• **Supplied records**
———
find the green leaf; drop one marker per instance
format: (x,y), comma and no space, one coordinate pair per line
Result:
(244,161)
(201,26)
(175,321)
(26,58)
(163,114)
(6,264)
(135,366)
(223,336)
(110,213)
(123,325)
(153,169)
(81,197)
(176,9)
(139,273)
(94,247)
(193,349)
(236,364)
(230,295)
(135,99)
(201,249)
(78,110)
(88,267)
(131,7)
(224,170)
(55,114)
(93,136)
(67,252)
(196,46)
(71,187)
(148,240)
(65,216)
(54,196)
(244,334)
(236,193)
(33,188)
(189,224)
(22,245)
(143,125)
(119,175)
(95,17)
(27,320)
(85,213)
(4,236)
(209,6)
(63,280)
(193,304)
———
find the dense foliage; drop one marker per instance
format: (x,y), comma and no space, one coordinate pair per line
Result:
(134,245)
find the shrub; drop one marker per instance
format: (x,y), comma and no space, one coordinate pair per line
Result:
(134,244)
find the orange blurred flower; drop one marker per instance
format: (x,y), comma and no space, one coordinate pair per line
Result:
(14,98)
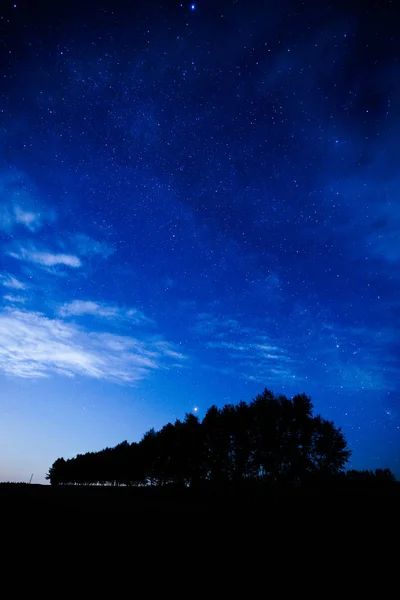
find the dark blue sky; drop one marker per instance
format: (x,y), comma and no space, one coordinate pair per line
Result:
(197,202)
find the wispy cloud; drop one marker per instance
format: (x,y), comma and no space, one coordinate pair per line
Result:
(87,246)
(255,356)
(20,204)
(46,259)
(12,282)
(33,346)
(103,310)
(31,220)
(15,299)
———
• **Exercise details**
List every line in the items above that contains the string "find", copying each line in full.

• **Response for this exercise**
find the green leaf; drop one marker per instance
find the dense foliage; drop one marker per instance
find the shrub; drop one marker per instance
find the orange blurred flower; drop one marker per instance
find the dark blue sky; drop one marker per instance
find the wispy cloud; drop one marker per instance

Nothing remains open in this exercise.